══ Estratto del documento ══

Un soldato ucraino nella città di Avdiivka, in Ucraina, 10 febbraio 2017.
: ReutersUn soldato ucraino nella città di Avdiivka, in Ucraina. 10 febbraio 2017. Fonte: Reuters
Il conflitto nell’Est dell’Ucraina va avanti da quasi tre anni. A volte sembra spegnersi, ma poi torna a divampare. Malgrado gli sforzi dei Paesi mediatori, inclusa la Russia, non si riesce a trovare una soluzione diplomatica. Rbth cerca di fare chiarezza su ciò che sta accadendo in quella zona.
1. Cosa sta accadendo?
Dal 7 aprile 2014 nell’Est dell’Ucraina è in corso una guerra civile nella quale l’esercito ucraino combatte contro le forze delle autoproclamate repubbliche popolari di Donetsk e di Lugansk (Rpd e Rpl). Intensi combattimenti si sono svolti fino alla firma degli accordi di Minsk il 12 febbraio 2015, quando è entrato in vigore il cessate il fuoco, ma i bombardamenti da entrambe le parti si susseguono anche ora.

═══
══ Dati grezzi ══

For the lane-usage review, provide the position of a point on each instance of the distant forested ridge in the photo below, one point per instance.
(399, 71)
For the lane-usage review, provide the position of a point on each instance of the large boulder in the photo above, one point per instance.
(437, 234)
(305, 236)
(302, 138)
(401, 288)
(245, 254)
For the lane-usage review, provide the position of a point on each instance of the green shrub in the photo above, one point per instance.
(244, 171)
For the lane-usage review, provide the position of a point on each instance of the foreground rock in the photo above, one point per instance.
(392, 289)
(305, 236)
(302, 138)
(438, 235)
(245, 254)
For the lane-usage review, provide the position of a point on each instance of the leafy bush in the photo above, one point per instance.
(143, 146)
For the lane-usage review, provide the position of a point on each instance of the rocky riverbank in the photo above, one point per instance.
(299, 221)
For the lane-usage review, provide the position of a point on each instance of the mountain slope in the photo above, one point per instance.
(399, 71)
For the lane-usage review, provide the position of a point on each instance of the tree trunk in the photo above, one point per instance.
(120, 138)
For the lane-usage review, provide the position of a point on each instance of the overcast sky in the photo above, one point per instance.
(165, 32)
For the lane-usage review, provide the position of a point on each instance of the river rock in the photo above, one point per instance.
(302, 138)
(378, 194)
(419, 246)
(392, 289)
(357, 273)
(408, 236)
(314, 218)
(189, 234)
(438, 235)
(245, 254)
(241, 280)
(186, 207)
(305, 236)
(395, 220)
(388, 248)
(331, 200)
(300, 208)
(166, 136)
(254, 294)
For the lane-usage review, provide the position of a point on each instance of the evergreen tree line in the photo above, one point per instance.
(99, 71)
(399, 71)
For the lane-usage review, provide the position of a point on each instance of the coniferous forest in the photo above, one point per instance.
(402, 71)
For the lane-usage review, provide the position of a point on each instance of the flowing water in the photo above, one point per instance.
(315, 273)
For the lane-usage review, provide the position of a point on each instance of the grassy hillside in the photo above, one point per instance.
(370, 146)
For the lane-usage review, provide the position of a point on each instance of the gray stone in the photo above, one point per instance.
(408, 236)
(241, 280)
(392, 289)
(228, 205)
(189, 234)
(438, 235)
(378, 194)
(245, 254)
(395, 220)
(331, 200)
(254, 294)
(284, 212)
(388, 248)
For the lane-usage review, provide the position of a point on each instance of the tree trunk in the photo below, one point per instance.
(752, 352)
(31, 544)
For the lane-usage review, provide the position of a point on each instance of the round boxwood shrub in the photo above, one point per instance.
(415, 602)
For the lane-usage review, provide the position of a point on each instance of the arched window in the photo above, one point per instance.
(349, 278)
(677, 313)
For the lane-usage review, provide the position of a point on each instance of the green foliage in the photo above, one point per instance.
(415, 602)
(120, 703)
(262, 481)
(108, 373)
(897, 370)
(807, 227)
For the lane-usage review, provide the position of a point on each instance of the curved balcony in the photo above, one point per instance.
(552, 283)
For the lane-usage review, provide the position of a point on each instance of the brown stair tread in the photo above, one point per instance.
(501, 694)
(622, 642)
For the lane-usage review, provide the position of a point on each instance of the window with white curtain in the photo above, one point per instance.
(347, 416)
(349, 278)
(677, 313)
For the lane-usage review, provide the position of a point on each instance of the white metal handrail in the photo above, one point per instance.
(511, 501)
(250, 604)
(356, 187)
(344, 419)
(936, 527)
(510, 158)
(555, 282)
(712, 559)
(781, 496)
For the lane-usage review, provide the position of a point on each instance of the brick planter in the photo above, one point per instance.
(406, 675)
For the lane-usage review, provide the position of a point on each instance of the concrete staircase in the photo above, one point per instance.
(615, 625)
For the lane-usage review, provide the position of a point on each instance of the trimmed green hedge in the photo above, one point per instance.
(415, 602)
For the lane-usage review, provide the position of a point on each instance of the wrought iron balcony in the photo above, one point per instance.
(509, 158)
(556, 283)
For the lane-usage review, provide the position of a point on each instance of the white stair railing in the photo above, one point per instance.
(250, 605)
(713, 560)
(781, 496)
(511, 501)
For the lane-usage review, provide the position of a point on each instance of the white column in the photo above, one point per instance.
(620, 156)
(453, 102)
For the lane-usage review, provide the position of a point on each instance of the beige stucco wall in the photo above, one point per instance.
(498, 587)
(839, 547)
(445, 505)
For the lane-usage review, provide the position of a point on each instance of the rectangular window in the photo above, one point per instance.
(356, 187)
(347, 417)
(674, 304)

═══

**Istruzioni e requisiti**
Prosegui il testo sul conflitto nell'Est dell'Ucraina a partire dall'ultima frase riportata.

**Risposta**
Periodicamente la situazione si fa incandescente: così alla fine di gennaio sono ripresi i combattimenti che hanno provocato decine di caduti. Il numero complessivo delle vittime della guerra nell’Est dell’Ucraina ammonterebbe, secondo le stime dell’Onu, almeno a 9.800 morti. Questa cifra comprende combattenti, civili e le 298 vittime del Boeing 777 che si è schiantato il 17 luglio (abbattuto mentre sorvolava la regione di Donetsk; tutte le vittime erano straniere e le parti belligeranti negano qualunque responsabilità).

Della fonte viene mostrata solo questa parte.